=== Task material ===
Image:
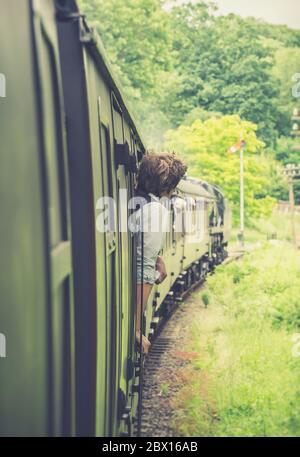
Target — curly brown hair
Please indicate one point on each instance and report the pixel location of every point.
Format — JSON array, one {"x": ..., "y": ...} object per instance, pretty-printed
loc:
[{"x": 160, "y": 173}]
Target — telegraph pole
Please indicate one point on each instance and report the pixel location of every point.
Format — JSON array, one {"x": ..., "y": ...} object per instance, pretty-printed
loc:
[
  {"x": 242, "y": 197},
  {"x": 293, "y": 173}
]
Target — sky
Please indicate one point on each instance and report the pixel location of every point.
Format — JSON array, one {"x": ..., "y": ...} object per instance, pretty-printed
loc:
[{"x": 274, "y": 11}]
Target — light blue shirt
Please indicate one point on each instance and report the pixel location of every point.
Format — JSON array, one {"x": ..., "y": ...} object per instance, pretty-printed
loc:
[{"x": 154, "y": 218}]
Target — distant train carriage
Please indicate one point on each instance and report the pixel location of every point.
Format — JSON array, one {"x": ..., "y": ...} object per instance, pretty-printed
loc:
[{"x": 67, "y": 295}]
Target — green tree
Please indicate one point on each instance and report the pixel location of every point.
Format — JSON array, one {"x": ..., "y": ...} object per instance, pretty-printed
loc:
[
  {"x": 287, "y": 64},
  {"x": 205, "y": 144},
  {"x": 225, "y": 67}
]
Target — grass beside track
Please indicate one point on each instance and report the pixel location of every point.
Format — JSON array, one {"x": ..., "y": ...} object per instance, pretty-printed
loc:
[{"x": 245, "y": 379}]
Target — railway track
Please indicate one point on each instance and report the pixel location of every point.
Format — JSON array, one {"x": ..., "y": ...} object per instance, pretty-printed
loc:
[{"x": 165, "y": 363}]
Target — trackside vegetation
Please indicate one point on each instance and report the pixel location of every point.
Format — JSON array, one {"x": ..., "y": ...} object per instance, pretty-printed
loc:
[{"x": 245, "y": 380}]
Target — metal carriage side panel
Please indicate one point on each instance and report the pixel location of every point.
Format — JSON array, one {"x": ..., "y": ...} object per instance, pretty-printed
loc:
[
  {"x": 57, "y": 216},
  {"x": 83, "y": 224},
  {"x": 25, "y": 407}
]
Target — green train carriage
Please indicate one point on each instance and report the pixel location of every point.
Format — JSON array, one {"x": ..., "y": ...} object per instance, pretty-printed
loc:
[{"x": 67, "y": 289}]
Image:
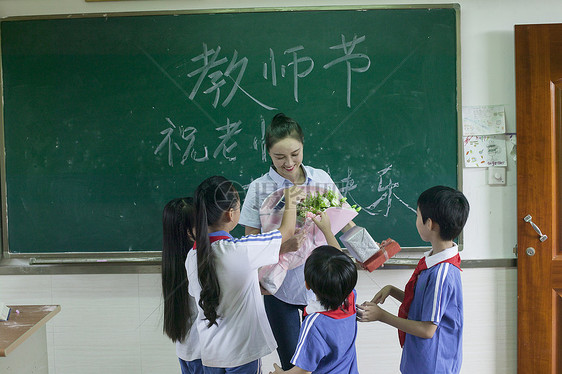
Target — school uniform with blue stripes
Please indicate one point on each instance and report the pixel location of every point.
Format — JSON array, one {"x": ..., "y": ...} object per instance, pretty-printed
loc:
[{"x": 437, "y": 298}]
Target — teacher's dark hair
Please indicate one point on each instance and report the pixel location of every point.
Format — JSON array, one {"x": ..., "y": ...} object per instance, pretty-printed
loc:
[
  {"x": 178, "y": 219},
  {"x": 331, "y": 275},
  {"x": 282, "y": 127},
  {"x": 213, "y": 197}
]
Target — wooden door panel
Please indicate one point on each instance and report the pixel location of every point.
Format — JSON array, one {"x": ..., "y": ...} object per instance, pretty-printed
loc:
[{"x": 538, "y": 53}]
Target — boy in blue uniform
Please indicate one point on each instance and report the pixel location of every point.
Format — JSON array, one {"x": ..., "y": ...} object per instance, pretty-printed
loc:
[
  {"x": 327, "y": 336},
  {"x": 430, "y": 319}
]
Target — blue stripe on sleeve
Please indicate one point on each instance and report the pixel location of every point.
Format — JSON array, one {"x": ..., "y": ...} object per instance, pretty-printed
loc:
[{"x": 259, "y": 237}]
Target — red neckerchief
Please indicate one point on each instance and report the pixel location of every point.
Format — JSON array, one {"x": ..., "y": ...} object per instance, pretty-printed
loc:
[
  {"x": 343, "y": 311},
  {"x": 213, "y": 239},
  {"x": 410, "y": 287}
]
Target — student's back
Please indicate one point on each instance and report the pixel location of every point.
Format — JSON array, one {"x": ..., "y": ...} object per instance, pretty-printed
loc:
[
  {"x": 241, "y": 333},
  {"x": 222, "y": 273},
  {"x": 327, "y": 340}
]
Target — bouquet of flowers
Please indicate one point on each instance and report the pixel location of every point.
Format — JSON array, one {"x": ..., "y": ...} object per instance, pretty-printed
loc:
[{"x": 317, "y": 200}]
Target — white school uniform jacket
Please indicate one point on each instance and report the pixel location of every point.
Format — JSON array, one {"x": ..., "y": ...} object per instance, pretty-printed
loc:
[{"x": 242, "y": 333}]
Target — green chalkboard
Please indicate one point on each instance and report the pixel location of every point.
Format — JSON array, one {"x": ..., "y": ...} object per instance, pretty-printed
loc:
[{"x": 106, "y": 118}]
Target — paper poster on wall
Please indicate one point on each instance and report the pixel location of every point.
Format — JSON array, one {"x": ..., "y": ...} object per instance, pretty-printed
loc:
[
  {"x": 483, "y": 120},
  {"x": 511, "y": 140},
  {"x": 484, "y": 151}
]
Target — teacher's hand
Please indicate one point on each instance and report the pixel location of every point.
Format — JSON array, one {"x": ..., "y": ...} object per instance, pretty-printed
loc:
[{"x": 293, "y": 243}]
===
=== Task material ===
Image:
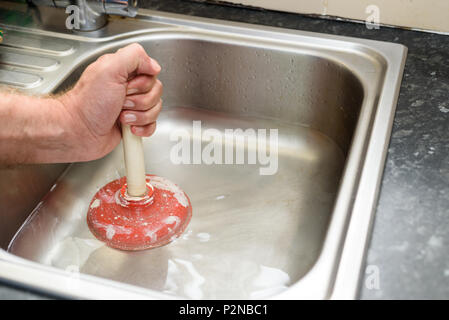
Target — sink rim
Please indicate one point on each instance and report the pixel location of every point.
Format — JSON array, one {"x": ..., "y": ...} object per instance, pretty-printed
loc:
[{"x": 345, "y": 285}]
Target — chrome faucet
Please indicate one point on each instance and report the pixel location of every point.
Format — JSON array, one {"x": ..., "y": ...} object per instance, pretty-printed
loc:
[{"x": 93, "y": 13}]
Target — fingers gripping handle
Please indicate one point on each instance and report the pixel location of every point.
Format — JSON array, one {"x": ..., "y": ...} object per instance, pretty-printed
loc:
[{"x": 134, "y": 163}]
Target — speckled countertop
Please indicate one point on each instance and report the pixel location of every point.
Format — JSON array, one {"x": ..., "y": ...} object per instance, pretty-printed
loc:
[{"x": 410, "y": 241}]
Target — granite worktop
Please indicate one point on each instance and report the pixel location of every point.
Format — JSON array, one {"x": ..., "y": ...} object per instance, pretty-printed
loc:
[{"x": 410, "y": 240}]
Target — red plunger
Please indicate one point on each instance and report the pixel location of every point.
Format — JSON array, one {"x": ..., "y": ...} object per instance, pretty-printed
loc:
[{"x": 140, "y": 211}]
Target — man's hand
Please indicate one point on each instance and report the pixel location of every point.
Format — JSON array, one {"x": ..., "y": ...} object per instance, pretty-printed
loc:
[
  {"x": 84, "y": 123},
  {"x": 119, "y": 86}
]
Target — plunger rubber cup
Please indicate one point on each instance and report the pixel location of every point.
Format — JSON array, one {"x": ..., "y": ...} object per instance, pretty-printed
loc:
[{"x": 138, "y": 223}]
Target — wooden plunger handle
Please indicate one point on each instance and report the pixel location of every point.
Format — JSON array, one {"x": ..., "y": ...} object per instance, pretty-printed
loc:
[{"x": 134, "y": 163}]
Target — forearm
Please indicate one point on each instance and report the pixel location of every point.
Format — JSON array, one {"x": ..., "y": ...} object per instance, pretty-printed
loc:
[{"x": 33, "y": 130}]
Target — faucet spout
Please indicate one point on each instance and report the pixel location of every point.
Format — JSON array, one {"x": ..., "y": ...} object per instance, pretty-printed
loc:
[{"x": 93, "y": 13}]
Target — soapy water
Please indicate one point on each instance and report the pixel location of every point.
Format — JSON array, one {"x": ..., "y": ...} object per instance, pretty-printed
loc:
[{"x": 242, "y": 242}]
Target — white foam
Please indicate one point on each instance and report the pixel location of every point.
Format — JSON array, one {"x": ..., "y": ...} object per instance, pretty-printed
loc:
===
Exercise requirements: Copy each line of the records that contains the word "hair".

Written answer:
Target — curly brown hair
Target — teacher's dark hair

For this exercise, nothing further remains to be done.